Brief> In the lines below, find each line containing the word "wooden" and copy every such line in full.

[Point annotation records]
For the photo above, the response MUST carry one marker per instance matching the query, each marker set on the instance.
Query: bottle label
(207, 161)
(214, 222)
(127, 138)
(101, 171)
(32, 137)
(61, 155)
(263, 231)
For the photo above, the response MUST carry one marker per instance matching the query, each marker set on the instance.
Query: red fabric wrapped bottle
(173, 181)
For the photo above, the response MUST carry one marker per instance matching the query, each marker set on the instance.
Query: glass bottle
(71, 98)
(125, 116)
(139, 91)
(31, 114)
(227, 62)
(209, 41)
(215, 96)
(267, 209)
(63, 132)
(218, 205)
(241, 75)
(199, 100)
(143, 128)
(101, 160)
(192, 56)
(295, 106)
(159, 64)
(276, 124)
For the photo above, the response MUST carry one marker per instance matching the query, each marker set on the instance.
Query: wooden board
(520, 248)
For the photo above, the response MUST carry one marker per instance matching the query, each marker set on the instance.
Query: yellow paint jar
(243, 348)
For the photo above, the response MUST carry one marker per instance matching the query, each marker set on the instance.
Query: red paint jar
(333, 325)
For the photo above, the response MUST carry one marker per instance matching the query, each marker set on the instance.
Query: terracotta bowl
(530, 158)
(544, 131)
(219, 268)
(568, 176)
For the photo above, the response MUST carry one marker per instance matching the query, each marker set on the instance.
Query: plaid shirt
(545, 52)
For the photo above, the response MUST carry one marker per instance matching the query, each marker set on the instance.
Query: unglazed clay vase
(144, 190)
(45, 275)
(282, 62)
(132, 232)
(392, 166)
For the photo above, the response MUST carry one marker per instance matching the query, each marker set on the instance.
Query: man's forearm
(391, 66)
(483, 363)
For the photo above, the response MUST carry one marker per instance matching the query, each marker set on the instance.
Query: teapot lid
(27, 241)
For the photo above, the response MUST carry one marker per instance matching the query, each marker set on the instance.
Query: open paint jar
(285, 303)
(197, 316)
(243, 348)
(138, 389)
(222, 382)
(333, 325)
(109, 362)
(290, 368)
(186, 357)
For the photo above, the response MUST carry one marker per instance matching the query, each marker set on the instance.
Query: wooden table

Worked solution>
Query: wooden board
Query: wooden table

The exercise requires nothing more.